= ACTIONS TO TAKE =
1. Rewrite the paragraph beginning "Sparse coding provides a class of algorithms" from the blog post on compressed sensing as a short bulleted list that keeps its main facts.
2. According to the blog post on compressed sensing, why may the sparse codes inferred from natural images provide a partial explanation for two phenomena in V1 neurons? Answer in one or two sentences.

= DOCUMENT EXCERPT =

Nuit Blanche: Compressed Sensing: Learning Bases from Scratch, an Optical Heterodyning Camera and RandomTime Coded Imaging

Monday, January 21, 2008

Compressed Sensing: Learning Bases from Scratch, an Optical Heterodyning Camera and RandomTime Coded Imaging

[Somebody at Honeywell is downloading this entry every four seconds. If you are that person, Please stop this] In line with the previous statement that one has to first find a sparse basis to then contemplate some hardware capability to eventually perform Compressed Sensing, Jort Gemmeke mentions to me that the Matlab implementation of Efficient sparse coding algorithms by Honglak Lee, Alexis Battle, Rajat Raina, Andrew Ng is here. The abstract reads:

Sparse coding provides a class of algorithms for finding succinct representations of stimuli; given only unlabeled input data, it discovers basis functions that capture higher-level features in the data. However, finding sparse codes remains a very difficult computational problem. In this paper, we present efficient sparse coding algorithms that are based on iteratively solving two convex optimization problems: an L1-regularized least squares problem and an L2-constrained least squares problem. We propose novel algorithms to solve both of these optimization problems. Our algorithms result in a significant speedup for sparse coding, allowing us to learn larger sparse codes than possible with previously described algorithms. We apply these algorithms to natural images and demonstrate that the inferred sparse codes exhibit end-stopping and non-classical receptive field surround suppression and, therefore, may provide a partial explanation for these two phenomena in V1 neurons.

This algorithm has the advantage over previous algorithms that it is very fast.

= EXTRACTED MATERIAL =
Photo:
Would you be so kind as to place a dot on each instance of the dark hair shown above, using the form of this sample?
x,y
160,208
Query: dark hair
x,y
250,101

= SOLVED PROBLEMS =
1.
- Sparse coding finds succinct representations of stimuli, discovering basis functions that capture higher-level features from unlabeled data.
- Finding sparse codes is a very difficult computational problem.
- The presented algorithms iteratively solve two convex optimization problems: an L1-regularized least squares problem and an L2-constrained least squares problem.
- Novel algorithms are proposed for both problems.
- They give a significant speedup, allowing larger sparse codes to be learned than with earlier algorithms.
- Applied to natural images, the inferred sparse codes show end-stopping and non-classical receptive field surround suppression, which may partly explain these phenomena in V1 neurons.

2. They may offer a partial explanation because the inferred sparse codes themselves exhibit end-stopping and non-classical receptive field surround suppression, the same two phenomena seen in V1 neurons.